Turn every line of the records below into a numbered list, omitting any blank lines.

━━━ RAW DATA ━━━

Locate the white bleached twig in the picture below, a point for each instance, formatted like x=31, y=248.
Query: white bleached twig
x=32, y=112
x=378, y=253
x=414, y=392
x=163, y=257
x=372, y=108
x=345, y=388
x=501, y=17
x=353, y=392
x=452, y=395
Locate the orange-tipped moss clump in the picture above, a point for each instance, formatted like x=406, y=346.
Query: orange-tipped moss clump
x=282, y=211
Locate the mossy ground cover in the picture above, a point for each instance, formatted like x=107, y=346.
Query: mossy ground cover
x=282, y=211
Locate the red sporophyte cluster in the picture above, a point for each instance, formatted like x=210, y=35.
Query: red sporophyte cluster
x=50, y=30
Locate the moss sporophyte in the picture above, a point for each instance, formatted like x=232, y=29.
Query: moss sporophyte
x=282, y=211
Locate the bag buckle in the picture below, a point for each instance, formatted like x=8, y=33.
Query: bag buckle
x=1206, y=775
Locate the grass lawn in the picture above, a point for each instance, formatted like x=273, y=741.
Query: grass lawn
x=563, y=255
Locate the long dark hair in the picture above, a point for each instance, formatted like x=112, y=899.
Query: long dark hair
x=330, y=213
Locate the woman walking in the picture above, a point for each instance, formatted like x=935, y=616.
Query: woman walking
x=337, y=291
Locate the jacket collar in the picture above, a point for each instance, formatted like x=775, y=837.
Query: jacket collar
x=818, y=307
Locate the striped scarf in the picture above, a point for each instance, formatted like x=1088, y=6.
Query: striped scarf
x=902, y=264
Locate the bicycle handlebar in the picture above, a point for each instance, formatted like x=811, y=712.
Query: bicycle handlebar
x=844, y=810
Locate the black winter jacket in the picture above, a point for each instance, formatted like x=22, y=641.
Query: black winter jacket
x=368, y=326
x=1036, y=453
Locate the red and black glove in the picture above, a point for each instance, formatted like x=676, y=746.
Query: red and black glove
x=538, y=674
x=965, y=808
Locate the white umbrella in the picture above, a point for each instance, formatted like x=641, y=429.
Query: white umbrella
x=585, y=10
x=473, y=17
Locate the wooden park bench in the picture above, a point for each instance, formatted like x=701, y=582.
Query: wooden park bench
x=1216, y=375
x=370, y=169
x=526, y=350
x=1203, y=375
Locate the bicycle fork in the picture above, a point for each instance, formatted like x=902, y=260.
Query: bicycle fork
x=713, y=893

━━━

ANSWER FOR THE TASK:
1. Locate the white bleached twig in the picture below, a point for each instance, formatted like x=31, y=248.
2. Query: white bleached twig
3. x=32, y=112
4. x=378, y=253
5. x=414, y=392
6. x=163, y=257
7. x=372, y=108
8. x=345, y=388
9. x=501, y=17
10. x=353, y=392
11. x=452, y=395
12. Locate the orange-tipped moss clump in the picture above, a point for each instance, formatted like x=406, y=346.
13. Query: orange-tipped moss clump
14. x=282, y=211
15. Locate the mossy ground cover in the picture above, a point for each instance, formatted like x=107, y=346.
16. Query: mossy ground cover
17. x=282, y=211
18. Locate the red sporophyte cluster in the picture above, a point for each instance, formatted like x=210, y=35.
19. Query: red sporophyte cluster
20. x=50, y=30
21. Locate the moss sporophyte in the picture above, a point for each instance, formatted like x=232, y=29.
22. Query: moss sporophyte
23. x=282, y=211
24. Locate the bag buckle in the picture below, a point for each instance, formatted like x=8, y=33.
25. Query: bag buckle
26. x=1206, y=775
27. Locate the grass lawn in the picture above, a point for each instance, formatted like x=273, y=741.
28. Query: grass lawn
29. x=563, y=255
30. Locate the long dark hair in the picture above, a point for each instance, formatted like x=112, y=899.
31. Query: long dark hair
32. x=330, y=213
33. Locate the woman walking in the picture above, a point for each instance, formatted like x=935, y=616.
34. Query: woman walking
35. x=337, y=291
36. Locate the jacket collar in the picture above, a point for each instance, formatted like x=775, y=837.
37. Query: jacket collar
38. x=818, y=307
39. Locate the striped scarf in the picture above, a point for each instance, formatted like x=1088, y=6.
40. Query: striped scarf
41. x=902, y=264
42. Locate the bicycle handlebar in the picture above, a point for each instance, formatted like x=811, y=712.
43. Query: bicycle handlebar
44. x=844, y=810
45. Locate the black winter jacket in the picture above, a point for each instance, formatted like x=22, y=641.
46. Query: black winter jacket
47. x=368, y=326
48. x=1036, y=453
49. Locate the red and black glove in the picture above, a point for each instance, formatted like x=676, y=746.
50. Query: red and black glove
51. x=538, y=674
52. x=965, y=808
53. Locate the white umbrella in the picture above, a point for each instance, formatted like x=641, y=429.
54. Query: white umbrella
55. x=585, y=10
56. x=473, y=17
57. Locate the wooden park bench in the picture above, a point for each instance, formatted like x=701, y=582.
58. Query: wooden park bench
59. x=1216, y=375
60. x=370, y=169
61. x=526, y=350
62. x=1203, y=375
63. Locate the bicycle fork in the picture above, a point for each instance, formatted like x=902, y=260.
64. Query: bicycle fork
65. x=713, y=893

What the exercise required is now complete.